**Data extract**
====================

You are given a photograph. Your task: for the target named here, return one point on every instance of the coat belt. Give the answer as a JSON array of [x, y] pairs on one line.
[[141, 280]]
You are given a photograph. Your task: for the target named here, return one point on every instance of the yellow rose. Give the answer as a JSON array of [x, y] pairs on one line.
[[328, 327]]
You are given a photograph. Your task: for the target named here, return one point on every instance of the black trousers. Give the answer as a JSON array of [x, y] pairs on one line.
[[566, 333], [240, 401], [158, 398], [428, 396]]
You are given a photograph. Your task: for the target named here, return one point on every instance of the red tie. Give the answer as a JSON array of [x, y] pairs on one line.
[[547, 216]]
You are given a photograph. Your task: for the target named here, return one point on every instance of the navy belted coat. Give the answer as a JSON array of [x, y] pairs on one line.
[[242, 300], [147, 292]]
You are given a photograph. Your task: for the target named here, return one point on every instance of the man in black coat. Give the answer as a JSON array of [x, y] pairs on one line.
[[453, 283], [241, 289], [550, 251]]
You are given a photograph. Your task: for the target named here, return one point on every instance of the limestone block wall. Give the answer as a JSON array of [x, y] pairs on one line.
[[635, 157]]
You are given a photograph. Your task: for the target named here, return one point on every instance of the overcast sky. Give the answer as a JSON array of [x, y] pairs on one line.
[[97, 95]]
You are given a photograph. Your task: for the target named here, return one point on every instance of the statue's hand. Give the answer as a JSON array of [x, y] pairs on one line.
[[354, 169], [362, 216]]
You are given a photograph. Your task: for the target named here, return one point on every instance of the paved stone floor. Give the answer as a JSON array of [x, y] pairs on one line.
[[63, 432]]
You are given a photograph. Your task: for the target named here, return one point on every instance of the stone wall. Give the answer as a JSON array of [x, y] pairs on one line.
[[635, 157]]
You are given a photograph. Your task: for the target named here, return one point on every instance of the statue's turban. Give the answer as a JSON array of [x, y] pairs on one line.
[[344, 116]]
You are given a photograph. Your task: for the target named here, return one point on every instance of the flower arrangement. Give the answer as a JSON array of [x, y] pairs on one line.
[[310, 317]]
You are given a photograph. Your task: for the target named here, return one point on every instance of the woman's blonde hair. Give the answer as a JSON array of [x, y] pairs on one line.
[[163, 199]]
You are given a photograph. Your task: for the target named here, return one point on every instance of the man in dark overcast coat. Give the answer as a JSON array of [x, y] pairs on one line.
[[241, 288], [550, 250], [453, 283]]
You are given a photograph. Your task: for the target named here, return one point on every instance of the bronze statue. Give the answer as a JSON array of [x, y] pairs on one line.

====================

Return every line of the material above word for word, changing nothing and leaving nothing out.

**Written solution**
You are given a photograph. Your task: for the target named here, return one point on every instance of the coat belt. Give the answer as a JSON array of [x, y] pairs on one line.
[[141, 280]]
You are given a photograph. Your task: for the target named here, return one point on every instance of the yellow rose. Give the answer as a JSON array of [x, y] pairs on one line.
[[328, 327]]
You are given a photograph. Your task: for the target named here, return one point on every instance of the black trousers. Give the answer as a JSON array of [x, y] pairs on one line.
[[566, 333], [240, 401], [158, 398], [428, 396]]
You are given a photograph. Your task: for the target named here, return one point on every instance of the red tie. Give the answer as a JSON array of [x, y] pairs on one line.
[[547, 216]]
You are given a photograph. Your task: for the target named here, return one point on every instance of the navy belted coat. Give the answer as a JSON array of [x, y] pairs on one line.
[[242, 300], [147, 292]]
You are given a photograph. Your task: for the target named here, return one point on every instance of the man in black coat. Give the answer as a JSON array of [x, y] pairs on one line.
[[453, 283], [241, 289], [550, 251]]
You are given a photograph. Your task: for the target named here, return one point on every instance of the limestone block wall. Give the answer as a JSON array of [x, y] pairs on one line.
[[635, 157]]
You are given a photograph. Your task: for the target named here, return one point on every instance of the overcast sky. Give the answer as a JSON array of [x, y] pairs on one line.
[[97, 95]]
You are given a photograph. Your task: for the target named here, return one point on every instance of the statue's hand. Give the answer as a JSON array of [x, y] pairs on one line.
[[354, 169], [362, 216]]
You are given a photograph. Your task: for the target named here, return one point on every instance of the paved stone floor. Give the answer as a JSON array of [x, y] pairs on one line.
[[63, 432]]
You are given a photograph. Your task: for the target named here, return one point on every instance of the stone wall. Give the answer as a JSON array of [x, y] pairs on one line.
[[635, 157]]
You are given a photograph. Your task: for the target named here, return one point on every instance of the statue's turban. Give the answer as a JSON array of [x, y] pairs on one line.
[[344, 116]]
You are given a photograph. Your task: for the target named here, return one point on every instance of the flower arrangement. Give the answer as a JSON array of [x, y] pairs on one line.
[[310, 317]]
You are given a photograph. Your task: for the target named here, return one point on every instance of the woman's blonde hair. Give the answer as a JSON array of [x, y] pairs on one line.
[[163, 199]]
You are given a photograph. Your task: for the target named here, return one point on every instance of the man in dark overcast coat. Give the answer as a JSON array of [x, y] pairs on one line.
[[241, 288], [550, 250], [453, 283]]
You are given a photograph. Your task: for the target named here, return one point on every instance of the bronze statue. Give the answer as a JSON array of [x, y] pairs on one line.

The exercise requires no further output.